DOCUMENT TEXT.
---

U.S. job growth likely advanced at a moderate pace in February, which would suggest the economy has enough momentum to withstand the blow from higher taxes and deep government spending cuts.

Employers are expected to have added 160,000 jobs to their payrolls last month, picking up slightly from January's 157,000 count, according to a Reuters survey of economists.

While that would only be enough to hold the unemployment rate steady at 7.9%, it would be another sign of the economy's fundamental health, which has already propelled the Dow Jones industrial average to record highs.

"Even though it doesn't necessary mean an acceleration in growth momentum, it suggests the economy is able to absorb the fiscal austerity," said Millan Mulraine, senior economist at TD Securities in New York.

A 2 percent payroll tax cut ended and tax rates went up for wealthy Americans on Jan. 1. In addition, $85 billion in federal budget cuts that could slice as much as 0.6 percentage point from growth this year started on March 1.

The Labor Department will release the February employment report on Friday at 8:30 a.m. (1330 GMT)

---

INFORMATION GIVEN.
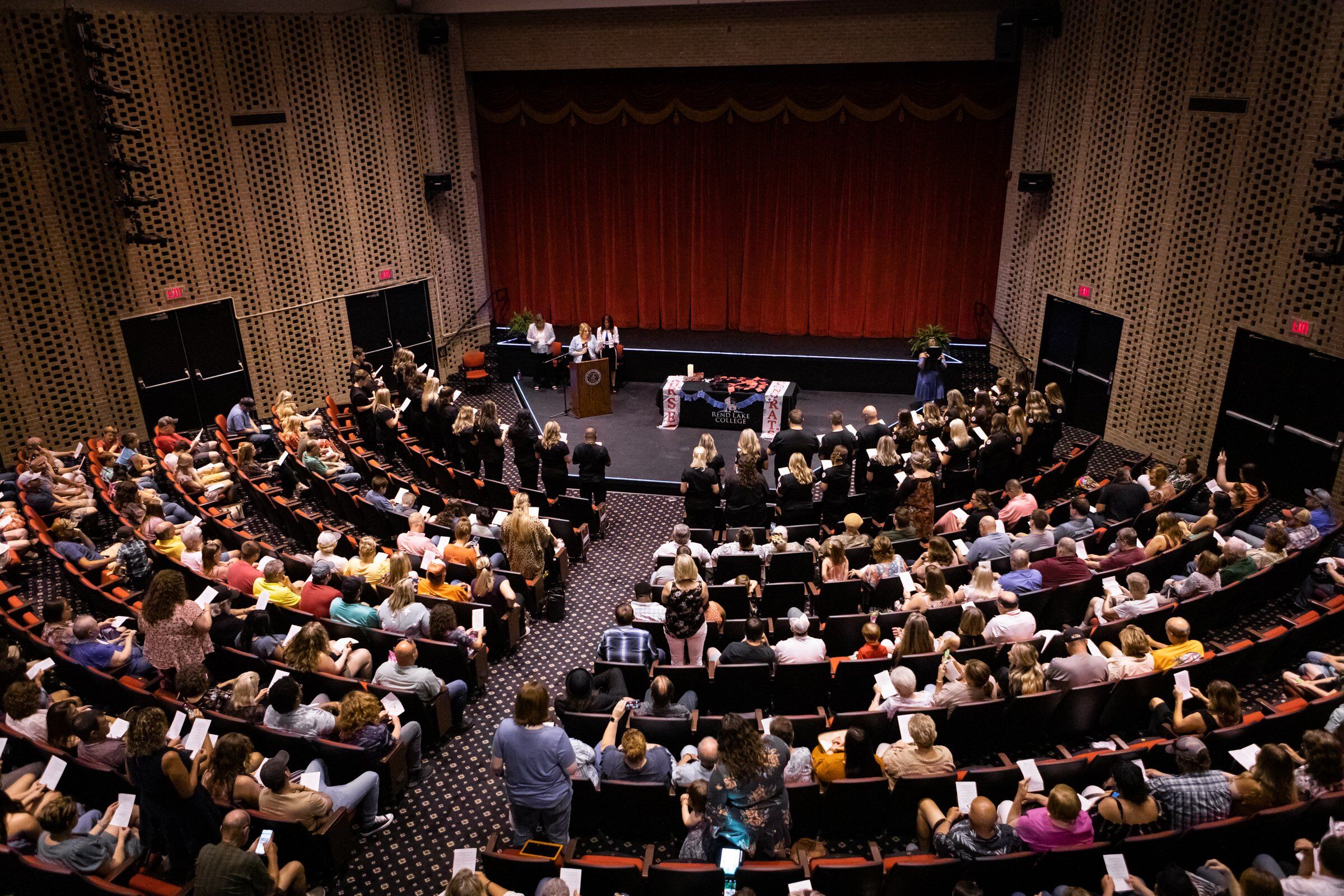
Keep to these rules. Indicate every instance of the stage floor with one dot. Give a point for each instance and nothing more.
(651, 460)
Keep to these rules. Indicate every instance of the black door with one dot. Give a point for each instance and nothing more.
(187, 363)
(1079, 348)
(384, 320)
(1292, 435)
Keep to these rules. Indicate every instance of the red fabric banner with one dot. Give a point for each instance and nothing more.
(834, 227)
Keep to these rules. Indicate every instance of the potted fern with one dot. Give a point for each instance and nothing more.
(920, 342)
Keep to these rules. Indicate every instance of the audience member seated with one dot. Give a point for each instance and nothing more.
(1062, 568)
(1011, 622)
(801, 647)
(965, 837)
(290, 712)
(636, 759)
(922, 755)
(657, 702)
(1197, 793)
(1058, 820)
(627, 644)
(402, 673)
(283, 797)
(92, 844)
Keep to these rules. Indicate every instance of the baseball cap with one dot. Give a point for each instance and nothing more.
(274, 772)
(1187, 747)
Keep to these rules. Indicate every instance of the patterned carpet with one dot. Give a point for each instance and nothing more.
(459, 804)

---

TASK SET.
a: In the article on U.S. job growth, how many jobs were employers expected to have added to their payrolls in February?
b: Return the stretch of the article on U.S. job growth from "U.S. job growth" through "in New York.", copied word for word.

SOLUTIONS FOR EACH TASK.
a: 160,000 jobs.

b:
U.S. job growth likely advanced at a moderate pace in February, which would suggest the economy has enough momentum to withstand the blow from higher taxes and deep government spending cuts.

Employers are expected to have added 160,000 jobs to their payrolls last month, picking up slightly from January's 157,000 count, according to a Reuters survey of economists.

While that would only be enough to hold the unemployment rate steady at 7.9%, it would be another sign of the economy's fundamental health, which has already propelled the Dow Jones industrial average to record highs.

"Even though it doesn't necessary mean an acceleration in growth momentum, it suggests the economy is able to absorb the fiscal austerity," said Millan Mulraine, senior economist at TD Securities in New York.